Directive: In the material below, lay out the lines as a two-column Markdown table, Row and Text, numbering each line in Row and leaving out any blank lines. Begin at the line that has "Might you point out the white sand" and stop after the line that has "Target: white sand beach".

Exercise material:
________
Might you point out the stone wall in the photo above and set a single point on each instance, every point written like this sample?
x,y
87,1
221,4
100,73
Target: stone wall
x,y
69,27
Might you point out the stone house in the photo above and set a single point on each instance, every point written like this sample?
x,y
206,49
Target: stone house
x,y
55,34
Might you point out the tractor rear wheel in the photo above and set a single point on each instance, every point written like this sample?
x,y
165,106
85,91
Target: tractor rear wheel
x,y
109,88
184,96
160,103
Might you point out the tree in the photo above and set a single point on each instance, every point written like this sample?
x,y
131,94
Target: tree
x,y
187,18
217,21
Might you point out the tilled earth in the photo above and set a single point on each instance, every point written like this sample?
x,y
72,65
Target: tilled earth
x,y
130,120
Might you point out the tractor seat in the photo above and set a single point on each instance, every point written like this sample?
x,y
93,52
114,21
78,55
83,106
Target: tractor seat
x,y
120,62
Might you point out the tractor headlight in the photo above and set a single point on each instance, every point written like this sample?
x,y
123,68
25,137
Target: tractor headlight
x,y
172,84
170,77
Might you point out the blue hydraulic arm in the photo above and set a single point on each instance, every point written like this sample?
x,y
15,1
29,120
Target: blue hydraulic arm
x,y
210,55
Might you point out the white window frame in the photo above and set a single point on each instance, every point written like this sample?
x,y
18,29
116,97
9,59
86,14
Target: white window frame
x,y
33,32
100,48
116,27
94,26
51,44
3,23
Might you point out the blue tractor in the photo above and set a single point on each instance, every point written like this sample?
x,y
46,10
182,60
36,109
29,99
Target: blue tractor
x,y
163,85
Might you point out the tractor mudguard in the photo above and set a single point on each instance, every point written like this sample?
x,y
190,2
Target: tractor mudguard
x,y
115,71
________
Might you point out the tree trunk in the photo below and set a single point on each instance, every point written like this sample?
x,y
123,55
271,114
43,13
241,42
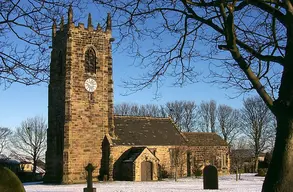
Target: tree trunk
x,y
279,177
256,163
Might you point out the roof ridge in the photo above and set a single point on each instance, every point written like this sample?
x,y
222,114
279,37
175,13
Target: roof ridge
________
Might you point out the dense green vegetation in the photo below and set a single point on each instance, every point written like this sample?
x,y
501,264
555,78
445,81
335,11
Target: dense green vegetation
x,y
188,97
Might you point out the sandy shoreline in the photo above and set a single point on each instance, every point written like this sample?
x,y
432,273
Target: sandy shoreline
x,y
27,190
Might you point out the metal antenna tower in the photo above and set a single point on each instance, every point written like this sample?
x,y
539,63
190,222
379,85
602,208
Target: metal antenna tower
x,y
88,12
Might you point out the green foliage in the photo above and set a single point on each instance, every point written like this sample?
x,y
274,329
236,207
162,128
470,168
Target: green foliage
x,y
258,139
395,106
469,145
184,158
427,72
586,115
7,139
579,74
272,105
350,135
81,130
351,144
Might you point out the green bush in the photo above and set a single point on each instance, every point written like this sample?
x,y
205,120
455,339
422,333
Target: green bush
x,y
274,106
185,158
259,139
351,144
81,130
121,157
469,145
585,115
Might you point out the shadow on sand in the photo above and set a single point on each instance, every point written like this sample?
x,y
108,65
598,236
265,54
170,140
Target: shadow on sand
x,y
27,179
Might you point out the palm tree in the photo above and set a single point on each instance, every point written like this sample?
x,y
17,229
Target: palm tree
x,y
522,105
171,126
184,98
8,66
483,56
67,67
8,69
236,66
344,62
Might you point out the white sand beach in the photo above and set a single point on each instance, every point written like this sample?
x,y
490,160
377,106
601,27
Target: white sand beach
________
Written response:
| Row | Text |
|---|---|
| 1 | Might you point out the white sand beach in the photo above and set a single point on each instance, every point written like this sample? |
| 2 | x,y |
| 3 | 490,160 |
| 4 | 377,106 |
| 5 | 601,27 |
| 6 | Target: white sand beach |